SHORT EXERCISE - The entries below are to be written out again without alteration.

(Position identification records)

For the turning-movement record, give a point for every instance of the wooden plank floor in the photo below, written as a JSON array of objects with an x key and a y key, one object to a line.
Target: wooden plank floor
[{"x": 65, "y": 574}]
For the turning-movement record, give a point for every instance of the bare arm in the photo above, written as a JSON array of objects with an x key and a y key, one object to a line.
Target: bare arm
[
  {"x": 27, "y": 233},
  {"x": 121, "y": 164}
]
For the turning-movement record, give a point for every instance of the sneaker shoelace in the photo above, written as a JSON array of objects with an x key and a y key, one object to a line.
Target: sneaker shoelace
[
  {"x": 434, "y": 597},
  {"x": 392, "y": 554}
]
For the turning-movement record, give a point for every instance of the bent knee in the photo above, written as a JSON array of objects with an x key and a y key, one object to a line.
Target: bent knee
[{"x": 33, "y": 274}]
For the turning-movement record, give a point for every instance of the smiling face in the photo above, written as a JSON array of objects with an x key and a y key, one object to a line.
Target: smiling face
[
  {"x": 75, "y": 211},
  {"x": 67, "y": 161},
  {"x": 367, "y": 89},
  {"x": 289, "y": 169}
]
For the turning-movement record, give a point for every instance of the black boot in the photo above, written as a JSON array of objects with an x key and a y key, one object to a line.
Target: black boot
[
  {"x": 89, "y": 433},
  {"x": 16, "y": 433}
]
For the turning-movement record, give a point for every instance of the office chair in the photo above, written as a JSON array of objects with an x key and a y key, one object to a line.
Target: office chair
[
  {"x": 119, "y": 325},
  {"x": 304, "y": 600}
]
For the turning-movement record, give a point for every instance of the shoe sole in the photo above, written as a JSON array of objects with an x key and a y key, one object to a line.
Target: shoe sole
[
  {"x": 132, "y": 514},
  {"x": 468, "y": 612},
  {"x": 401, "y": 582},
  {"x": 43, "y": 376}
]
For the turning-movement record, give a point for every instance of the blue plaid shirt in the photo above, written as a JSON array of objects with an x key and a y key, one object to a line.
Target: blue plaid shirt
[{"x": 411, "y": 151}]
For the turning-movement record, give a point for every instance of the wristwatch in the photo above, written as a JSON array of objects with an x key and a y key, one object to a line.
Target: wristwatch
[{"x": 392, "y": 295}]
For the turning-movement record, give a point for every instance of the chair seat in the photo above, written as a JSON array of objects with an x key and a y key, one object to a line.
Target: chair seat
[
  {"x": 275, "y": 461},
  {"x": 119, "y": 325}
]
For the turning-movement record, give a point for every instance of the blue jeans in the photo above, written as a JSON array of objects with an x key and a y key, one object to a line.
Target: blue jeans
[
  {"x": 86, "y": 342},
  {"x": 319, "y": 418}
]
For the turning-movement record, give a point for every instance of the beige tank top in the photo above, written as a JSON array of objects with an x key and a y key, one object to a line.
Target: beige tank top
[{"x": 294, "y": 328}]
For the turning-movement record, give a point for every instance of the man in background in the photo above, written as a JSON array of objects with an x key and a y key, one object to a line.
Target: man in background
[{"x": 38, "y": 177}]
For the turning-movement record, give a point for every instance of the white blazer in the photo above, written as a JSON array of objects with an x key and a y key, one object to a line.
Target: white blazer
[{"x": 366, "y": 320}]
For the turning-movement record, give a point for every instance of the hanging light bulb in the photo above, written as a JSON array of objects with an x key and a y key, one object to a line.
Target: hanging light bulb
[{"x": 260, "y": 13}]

TASK ANSWER -
For the turning-movement record, give a point for every instance of the wooden plank floor in the photo below, written as a JSON array of objects with an x key and a y key, one object to a line.
Target: wooden plank floor
[{"x": 65, "y": 574}]
For the turning-movement record, give a point for every instance of the bare arm in the photo above, written as a JSON array of objects with an x key and a y key, one object to a line.
Target: bare arm
[
  {"x": 27, "y": 233},
  {"x": 121, "y": 164}
]
For the turning-movement record, give a point for every instance of the sneaker shoelace in the photo above, written as a JSON array of objects with an x key and a y key, one object to a line.
Target: sneaker shoelace
[
  {"x": 434, "y": 597},
  {"x": 392, "y": 554}
]
For the turning-movement record, give a point for every instance of the bent knee in the photo above, written as a JSON array of objects with an x key and a y key, one object to a line.
Target: bent knee
[{"x": 33, "y": 274}]
For the turning-movement record, give a point for every instance of the smiling face in the photo above, written as a JSON array of objects with an x key and a y key, one object to a line.
Target: smiling face
[
  {"x": 75, "y": 211},
  {"x": 67, "y": 161},
  {"x": 367, "y": 89},
  {"x": 289, "y": 169}
]
For the turning-movement record, give a point for every instance of the black boot in the photo above, written as a JSON array of objects with an x key and a y key, one object to a line.
Target: black boot
[
  {"x": 89, "y": 433},
  {"x": 16, "y": 433}
]
For the turning-movement record, give a point for every instance of the office chair in the photo above, written as a JSON array of objects with an x key and a y key, one object to a line.
Target: office chair
[
  {"x": 119, "y": 325},
  {"x": 304, "y": 600}
]
For the turning-movement record, give a point for every instance of the shoe sole in the photo above, written as a JSON array of objects with an x key and a y key, one object to a line.
Target: shoe sole
[
  {"x": 132, "y": 514},
  {"x": 468, "y": 612},
  {"x": 401, "y": 582},
  {"x": 43, "y": 376}
]
For the turning-movement record, give a point for every instance of the blue plaid shirt in the photo above, written as a JSON array of objects with an x key and a y key, one object to a line.
Target: blue plaid shirt
[{"x": 411, "y": 151}]
For the turning-movement record, give a point for every instance of the wristwatch in the photo above, written as a JSON array of objects with an x key and a y key, one object to a line.
Target: wristwatch
[{"x": 392, "y": 295}]
For the turning-movement record, give a point for every instance of the chair seat in the photo above, written as a JSON array of objects with an x key and a y key, one object to a line.
Target: chair seat
[
  {"x": 275, "y": 461},
  {"x": 119, "y": 325}
]
For the turning-movement record, give a point for every instance of the blue jeans in the photo above, written as a JSON array of objects with an x key and a y key, one object to a line.
Target: blue jeans
[
  {"x": 86, "y": 342},
  {"x": 319, "y": 418}
]
For the turning-movement record, give a point for every instance of the beige tank top in the photo above, written as a JSON array of objects with an x key and a y key, one object to a line.
Target: beige tank top
[{"x": 294, "y": 328}]
For the turning-movement record, give a point for every instance of the man in background in the photo above, written as a JSON array of objects with an x key and a y key, one object to a line.
Target: man in background
[{"x": 38, "y": 177}]
For the turning-movement record, give a point for every instance of the white blazer in the photo above, written as a JSON array of objects with an x key and a y key, one object to a line.
Target: white blazer
[{"x": 366, "y": 320}]
For the turning-movement record, give a point for every instance of the hanging light bulb in the photo above, written as a JSON array of objects with an x key and a y key, one object to a line.
Target: hanging light bulb
[{"x": 260, "y": 13}]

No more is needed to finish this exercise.